Acciones a realizar:
1. Según el fragmento sobre política fiscal, ¿para qué debía la revisión de la política fiscal ante la aceleración inflacionaria de 2007-2008 definir cambios graduales en su estructura? Responde en una a tres oraciones.
2. Escribe la continuación del fragmento sobre política fiscal a partir de la oración final que aparece.

Sección de texto:
· · ·

En primer término debe situarse, sin duda, el indispensable aporte que la política fiscal debe hacer a la sustentabilidad macroeconómica de mediano y largo plazo. Los éxitos logrados, en los años posteriores a la caída del régimen de convertibilidad, en la mejora de los ingresos públicos y la consecuente generación de fuertes excedentes fiscales -que han permitido, a la vez, hacer frente a los servicios de la deuda, al gasto social y a crecientes inversiones en infraestructura- deben consolidarse hacia el futuro. Esto supone la necesidad de políticas de mediano plazo que puedan anticiparse a las reversiones del ciclo económico. La aceleración inflacionaria del bienio 2007-2008 hubiese requerido, por otra parte, una especial revisión de la política fiscal, que apuntase a un tiempo a intentar que la misma contribuyese con alguna eficacia a su control y a definir cambios graduales en su estructura que asegurasen que tal orientación no resultase en impactos regresivos sobre la distribución del ingreso. Ello suponía encarar diversas reformas, tanto en el campo de los ingresos como en el de la estructura y la gestión del gasto. El compromiso estratégico que han asumido de modo explícito las autoridades nacionales es el de reducir –en la medida de lo posible- el endeudamiento neto y, a la vez, resituar al Estado como palanca de desarrollo, regulador y árbitro eficaz e instrumento clave para alcanzar las metas estratégicas de equidad sin las cuales no habrá progreso económico ni bienestar. En las condiciones de Argentina el cumplimiento simultáneo de estos objetivos sólo resulta posible con una política fiscal consistente, especialmente vigorosa y eficaz.

· · ·

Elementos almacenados
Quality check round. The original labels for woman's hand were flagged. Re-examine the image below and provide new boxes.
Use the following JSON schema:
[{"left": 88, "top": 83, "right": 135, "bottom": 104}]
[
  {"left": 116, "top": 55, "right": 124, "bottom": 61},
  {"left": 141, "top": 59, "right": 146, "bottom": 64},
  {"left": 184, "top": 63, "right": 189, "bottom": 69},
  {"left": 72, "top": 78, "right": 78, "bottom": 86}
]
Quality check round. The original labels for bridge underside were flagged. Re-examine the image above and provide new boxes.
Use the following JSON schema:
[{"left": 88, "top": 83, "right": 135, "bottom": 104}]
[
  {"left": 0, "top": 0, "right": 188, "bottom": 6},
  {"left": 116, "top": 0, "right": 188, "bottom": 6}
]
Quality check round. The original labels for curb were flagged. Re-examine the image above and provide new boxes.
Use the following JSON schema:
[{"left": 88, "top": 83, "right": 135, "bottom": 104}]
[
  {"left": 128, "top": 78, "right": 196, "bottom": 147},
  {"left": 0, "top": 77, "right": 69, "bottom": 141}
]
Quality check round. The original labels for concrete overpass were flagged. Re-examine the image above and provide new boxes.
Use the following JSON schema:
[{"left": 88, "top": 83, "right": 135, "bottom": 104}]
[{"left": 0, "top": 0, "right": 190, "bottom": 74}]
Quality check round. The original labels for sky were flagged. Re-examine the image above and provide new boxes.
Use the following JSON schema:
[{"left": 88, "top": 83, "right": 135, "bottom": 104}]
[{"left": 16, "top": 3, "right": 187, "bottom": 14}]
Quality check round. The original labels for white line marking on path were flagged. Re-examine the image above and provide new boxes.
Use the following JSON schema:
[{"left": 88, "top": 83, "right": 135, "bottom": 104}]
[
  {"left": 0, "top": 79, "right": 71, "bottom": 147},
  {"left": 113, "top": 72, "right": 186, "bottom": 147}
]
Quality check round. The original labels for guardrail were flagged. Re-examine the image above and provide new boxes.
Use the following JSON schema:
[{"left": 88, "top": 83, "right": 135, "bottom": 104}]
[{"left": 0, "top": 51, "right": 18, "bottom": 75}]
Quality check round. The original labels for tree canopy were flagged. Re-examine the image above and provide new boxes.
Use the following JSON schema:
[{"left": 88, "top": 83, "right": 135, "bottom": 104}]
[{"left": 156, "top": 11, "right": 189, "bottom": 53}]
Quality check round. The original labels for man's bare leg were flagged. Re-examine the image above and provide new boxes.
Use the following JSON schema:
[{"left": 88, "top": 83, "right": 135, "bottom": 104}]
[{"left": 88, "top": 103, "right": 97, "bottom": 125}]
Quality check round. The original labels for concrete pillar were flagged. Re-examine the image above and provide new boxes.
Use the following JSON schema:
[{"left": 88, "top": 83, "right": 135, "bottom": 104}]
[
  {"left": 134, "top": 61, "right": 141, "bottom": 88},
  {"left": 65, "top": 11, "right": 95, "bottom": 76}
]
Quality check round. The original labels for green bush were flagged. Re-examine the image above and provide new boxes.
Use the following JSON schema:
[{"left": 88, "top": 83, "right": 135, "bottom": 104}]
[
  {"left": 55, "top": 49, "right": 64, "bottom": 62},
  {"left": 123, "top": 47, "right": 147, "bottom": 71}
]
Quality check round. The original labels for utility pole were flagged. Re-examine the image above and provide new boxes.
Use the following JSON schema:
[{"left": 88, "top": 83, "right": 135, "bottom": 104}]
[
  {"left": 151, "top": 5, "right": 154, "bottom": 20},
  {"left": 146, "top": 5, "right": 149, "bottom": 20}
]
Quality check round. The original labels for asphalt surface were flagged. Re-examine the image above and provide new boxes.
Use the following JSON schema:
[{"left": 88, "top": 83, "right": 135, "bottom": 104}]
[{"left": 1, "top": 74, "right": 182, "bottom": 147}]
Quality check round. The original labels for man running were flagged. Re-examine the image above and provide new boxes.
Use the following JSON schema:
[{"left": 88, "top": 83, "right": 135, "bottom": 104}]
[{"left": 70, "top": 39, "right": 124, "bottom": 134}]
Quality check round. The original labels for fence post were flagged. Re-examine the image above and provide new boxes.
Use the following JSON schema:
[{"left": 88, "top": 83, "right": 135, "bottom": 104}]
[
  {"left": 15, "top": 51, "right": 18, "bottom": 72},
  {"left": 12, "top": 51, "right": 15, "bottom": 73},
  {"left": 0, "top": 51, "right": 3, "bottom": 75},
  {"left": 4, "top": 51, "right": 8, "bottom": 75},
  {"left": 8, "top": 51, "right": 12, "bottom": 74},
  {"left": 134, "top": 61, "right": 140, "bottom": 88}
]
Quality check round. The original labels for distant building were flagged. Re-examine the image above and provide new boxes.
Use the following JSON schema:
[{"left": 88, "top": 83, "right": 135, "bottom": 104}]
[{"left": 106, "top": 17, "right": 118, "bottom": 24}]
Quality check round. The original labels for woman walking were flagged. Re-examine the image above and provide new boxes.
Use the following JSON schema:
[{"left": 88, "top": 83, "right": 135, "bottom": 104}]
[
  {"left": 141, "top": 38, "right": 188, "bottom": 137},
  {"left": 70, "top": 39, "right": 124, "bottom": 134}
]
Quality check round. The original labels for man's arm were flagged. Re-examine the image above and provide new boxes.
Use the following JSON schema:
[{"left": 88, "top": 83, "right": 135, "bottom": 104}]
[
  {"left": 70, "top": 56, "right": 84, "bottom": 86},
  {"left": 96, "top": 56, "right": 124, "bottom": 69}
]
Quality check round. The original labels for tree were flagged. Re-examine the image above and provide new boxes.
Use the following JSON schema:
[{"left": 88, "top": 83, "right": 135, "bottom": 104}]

· · ·

Resultados:
1. Debía definir cambios graduales para asegurar que la orientación de la política fiscal hacia el control de la inflación no tuviera impactos regresivos sobre la distribución del ingreso.

2.
En segundo lugar, la revalorización del conjunto de bienes públicos que el Estado debe proveer -en particular, los asociados a la salud, la educación, la protección laboral y la previsión social- y más allá de ellos, la de las transferencias adicionales indispensables para alcanzar mayor equidad socio-económica, plantean demandas especialmente exigentes al sistema fiscal. Tanto como consecuencia de la mayor presión tributaria necesaria y de los cambios en la estructura de la imposición que deberían encararse, en un horizonte de mediano y largo plazo, como de los específicos desafíos que supone para la gestión presupuestaria y la administración pública (en todos los niveles de gobierno). El imperativo de reequilibrar la distribución de los ingresos y la demanda de mayor gasto consolidado futuro apuntan, necesariamente, en la misma dirección en materia de ingresos públicos: debería fortalecerse la imposición sobre las rentas personales y los patrimonios (reintroduciéndose, además, el impuesto “a la herencia” y las donaciones a título gratuito) y, por el contrario, atenuarse la carga sobre los consumos de carácter masivo (los suntuarios serían gravados en mayor medida). Deberían integrarse las rentas de cualquier origen en cabeza de las personas físicas con el objeto que el impuesto a las ganancias recaiga sobre todas ellas (sin excepciones relevantes). Un proceso de este tipo demandaría el previo “cierre” de los canales de elusión hoy existentes que son usados por los sectores de mayores ingresos para eludir sus obligaciones tributarias, muchos de los cuales descansan en las debilidades de la gestión orientada a la efectiva aplicación del criterio de “renta mundial” vigente en Argentina (un ejemplo relevante es el brindado, en los últimos años, por la proliferación de “fideicomisos” de todo tipo, incluidos los que se constituyen en “paraísos fiscales”).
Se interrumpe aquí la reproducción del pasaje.